> [Aim]: Scale the data below by repeating every line, requests included, with each point coordinate in the answers multiplied by 0.85 and rounded to the nearest whole number, halves going up. Keep the requests as they are.

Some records

....

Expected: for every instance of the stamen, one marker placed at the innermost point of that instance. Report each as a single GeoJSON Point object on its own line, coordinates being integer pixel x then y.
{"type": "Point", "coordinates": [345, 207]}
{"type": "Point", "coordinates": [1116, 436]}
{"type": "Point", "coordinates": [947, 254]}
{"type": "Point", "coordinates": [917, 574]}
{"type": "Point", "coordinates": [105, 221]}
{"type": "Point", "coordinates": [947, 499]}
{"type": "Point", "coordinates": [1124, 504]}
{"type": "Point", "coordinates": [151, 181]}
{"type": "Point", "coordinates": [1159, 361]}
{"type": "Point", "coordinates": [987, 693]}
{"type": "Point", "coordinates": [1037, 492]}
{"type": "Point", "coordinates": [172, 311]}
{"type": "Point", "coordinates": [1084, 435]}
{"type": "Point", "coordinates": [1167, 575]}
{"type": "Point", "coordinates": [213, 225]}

....

> [Answer]:
Expected: for every instance of the stamen, one marker placed at the innermost point of that instance. Report each as a single GeoJSON Point object on its own line, coordinates being integer pixel x then y.
{"type": "Point", "coordinates": [293, 176]}
{"type": "Point", "coordinates": [949, 371]}
{"type": "Point", "coordinates": [805, 216]}
{"type": "Point", "coordinates": [779, 488]}
{"type": "Point", "coordinates": [89, 188]}
{"type": "Point", "coordinates": [805, 424]}
{"type": "Point", "coordinates": [955, 428]}
{"type": "Point", "coordinates": [128, 154]}
{"type": "Point", "coordinates": [985, 307]}
{"type": "Point", "coordinates": [839, 589]}
{"type": "Point", "coordinates": [881, 418]}
{"type": "Point", "coordinates": [146, 264]}
{"type": "Point", "coordinates": [921, 370]}
{"type": "Point", "coordinates": [992, 489]}
{"type": "Point", "coordinates": [181, 191]}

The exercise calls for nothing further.